### Records shown

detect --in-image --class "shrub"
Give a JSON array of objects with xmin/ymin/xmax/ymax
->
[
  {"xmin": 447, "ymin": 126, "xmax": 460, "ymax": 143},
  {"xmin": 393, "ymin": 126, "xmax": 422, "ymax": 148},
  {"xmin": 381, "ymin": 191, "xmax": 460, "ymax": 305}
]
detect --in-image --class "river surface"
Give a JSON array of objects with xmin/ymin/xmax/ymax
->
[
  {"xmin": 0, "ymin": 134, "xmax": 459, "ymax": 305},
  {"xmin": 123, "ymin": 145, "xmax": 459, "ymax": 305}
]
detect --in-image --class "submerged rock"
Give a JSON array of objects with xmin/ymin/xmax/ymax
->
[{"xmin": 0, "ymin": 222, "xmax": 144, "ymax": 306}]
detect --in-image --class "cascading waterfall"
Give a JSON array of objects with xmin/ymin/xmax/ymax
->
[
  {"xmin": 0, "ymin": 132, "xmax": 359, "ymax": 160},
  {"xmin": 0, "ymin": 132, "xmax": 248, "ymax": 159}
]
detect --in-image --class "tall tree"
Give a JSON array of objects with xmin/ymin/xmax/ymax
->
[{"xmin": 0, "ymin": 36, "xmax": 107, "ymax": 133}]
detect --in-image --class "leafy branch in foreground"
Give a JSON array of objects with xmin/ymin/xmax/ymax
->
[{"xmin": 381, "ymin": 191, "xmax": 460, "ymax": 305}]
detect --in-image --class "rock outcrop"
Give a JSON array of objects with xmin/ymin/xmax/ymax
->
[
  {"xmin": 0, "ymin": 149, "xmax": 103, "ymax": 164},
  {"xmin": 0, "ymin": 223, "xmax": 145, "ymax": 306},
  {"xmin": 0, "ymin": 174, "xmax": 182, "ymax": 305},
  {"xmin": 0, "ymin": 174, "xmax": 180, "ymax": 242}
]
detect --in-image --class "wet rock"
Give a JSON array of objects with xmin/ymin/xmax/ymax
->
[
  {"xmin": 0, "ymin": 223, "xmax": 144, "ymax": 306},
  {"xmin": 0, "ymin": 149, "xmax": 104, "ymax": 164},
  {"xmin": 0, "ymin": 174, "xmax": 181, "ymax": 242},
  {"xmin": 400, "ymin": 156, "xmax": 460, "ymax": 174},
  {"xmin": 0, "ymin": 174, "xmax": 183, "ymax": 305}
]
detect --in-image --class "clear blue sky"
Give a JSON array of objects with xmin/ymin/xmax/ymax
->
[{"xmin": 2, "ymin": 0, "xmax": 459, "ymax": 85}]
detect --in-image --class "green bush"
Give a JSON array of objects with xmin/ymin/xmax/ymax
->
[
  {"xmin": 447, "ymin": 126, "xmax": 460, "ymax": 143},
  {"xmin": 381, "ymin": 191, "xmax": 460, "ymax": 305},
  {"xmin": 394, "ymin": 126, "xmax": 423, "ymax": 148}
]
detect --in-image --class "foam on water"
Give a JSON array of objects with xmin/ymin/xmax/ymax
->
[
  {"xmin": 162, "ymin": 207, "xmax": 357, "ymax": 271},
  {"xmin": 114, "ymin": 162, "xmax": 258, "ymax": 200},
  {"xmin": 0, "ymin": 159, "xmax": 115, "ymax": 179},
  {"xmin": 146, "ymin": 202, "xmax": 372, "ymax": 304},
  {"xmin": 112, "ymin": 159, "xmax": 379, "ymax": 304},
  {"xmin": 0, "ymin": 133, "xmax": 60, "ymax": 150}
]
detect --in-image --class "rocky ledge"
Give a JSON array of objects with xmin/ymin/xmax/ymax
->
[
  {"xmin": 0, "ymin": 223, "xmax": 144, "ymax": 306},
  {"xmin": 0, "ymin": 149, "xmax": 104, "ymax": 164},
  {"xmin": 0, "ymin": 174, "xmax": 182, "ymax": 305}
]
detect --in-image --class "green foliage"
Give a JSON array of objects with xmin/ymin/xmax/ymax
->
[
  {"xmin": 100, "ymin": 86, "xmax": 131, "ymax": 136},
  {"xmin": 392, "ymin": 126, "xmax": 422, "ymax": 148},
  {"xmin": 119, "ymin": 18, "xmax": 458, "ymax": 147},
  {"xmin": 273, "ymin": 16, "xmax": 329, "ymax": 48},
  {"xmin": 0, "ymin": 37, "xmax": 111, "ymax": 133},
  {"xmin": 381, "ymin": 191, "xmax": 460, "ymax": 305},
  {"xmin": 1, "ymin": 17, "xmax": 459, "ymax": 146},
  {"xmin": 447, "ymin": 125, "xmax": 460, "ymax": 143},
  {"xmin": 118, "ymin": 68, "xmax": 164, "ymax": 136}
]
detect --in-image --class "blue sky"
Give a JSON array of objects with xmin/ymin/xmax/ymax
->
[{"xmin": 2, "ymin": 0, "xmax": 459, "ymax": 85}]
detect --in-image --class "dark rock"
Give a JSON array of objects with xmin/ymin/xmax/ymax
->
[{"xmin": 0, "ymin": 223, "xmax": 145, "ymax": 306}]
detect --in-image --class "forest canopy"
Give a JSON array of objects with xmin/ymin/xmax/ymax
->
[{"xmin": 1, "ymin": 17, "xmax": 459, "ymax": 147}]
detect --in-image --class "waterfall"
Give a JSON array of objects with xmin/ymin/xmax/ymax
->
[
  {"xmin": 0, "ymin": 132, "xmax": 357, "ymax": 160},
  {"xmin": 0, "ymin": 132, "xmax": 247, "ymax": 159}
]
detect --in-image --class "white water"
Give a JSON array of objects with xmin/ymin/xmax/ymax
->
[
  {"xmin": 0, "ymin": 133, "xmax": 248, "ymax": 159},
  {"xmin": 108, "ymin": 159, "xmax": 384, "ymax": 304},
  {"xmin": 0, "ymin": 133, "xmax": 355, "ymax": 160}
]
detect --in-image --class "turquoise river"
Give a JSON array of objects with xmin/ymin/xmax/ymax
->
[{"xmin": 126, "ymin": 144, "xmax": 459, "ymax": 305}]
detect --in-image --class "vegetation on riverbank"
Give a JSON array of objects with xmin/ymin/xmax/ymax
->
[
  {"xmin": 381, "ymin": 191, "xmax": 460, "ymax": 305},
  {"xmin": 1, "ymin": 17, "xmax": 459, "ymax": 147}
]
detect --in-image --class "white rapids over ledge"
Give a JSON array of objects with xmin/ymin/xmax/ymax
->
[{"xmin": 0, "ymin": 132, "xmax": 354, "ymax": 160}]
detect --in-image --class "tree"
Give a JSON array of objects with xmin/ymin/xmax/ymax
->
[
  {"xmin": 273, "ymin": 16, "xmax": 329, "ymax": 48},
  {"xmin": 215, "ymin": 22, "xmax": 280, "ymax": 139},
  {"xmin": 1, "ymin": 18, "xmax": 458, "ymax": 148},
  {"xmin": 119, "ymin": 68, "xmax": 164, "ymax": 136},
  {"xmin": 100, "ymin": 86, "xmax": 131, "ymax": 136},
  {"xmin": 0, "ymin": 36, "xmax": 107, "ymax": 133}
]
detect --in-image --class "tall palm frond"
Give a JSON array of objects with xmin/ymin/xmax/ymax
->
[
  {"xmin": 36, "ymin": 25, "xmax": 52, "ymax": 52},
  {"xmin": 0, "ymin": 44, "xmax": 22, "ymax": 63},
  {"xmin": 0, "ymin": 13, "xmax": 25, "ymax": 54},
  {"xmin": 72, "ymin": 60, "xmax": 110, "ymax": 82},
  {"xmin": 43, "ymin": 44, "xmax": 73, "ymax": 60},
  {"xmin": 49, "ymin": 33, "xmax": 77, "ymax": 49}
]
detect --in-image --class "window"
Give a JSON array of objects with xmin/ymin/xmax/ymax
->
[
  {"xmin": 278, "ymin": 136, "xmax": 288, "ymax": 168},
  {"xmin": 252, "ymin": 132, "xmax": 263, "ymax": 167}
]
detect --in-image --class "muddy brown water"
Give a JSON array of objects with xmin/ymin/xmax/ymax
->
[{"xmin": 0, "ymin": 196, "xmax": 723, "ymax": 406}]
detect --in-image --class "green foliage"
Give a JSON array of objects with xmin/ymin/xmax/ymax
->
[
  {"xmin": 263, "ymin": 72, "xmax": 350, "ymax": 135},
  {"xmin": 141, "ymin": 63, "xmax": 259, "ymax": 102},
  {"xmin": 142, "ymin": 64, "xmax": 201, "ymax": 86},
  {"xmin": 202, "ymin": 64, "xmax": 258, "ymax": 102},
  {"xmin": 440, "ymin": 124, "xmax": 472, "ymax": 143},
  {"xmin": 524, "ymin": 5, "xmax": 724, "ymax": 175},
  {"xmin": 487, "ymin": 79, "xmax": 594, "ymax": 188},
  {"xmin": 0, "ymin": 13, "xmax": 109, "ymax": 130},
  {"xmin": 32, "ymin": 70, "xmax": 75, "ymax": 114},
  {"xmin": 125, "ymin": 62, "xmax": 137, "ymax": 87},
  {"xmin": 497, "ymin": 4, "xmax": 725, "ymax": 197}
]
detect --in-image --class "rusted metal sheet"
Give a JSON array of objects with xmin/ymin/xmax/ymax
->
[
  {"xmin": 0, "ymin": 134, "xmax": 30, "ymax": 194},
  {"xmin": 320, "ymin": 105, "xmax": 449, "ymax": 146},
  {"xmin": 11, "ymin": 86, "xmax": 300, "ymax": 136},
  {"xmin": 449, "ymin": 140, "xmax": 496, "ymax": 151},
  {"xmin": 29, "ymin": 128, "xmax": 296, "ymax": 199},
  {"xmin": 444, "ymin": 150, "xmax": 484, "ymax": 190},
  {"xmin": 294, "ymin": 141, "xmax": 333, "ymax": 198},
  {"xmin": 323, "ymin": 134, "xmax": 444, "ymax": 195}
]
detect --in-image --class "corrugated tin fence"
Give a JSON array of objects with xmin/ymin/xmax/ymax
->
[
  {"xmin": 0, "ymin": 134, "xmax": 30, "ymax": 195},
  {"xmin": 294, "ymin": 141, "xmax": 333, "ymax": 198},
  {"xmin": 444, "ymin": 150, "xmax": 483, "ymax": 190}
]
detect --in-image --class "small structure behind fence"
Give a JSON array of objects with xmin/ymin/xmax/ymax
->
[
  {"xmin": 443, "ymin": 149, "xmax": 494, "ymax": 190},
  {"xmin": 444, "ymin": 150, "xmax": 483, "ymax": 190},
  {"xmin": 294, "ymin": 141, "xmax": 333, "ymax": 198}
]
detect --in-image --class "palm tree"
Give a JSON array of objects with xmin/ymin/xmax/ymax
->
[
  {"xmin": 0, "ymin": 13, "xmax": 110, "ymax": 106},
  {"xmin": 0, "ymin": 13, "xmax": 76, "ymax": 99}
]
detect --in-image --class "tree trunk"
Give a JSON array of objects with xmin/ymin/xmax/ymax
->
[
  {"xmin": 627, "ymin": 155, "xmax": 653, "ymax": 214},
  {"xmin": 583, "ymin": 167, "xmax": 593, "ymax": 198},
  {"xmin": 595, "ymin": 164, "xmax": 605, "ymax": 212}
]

### Aim of the exercise
Identify and extract each line of the listing that contains "palm".

### Task result
detect --in-image --class "tall palm frond"
detect --in-image --class "palm tree"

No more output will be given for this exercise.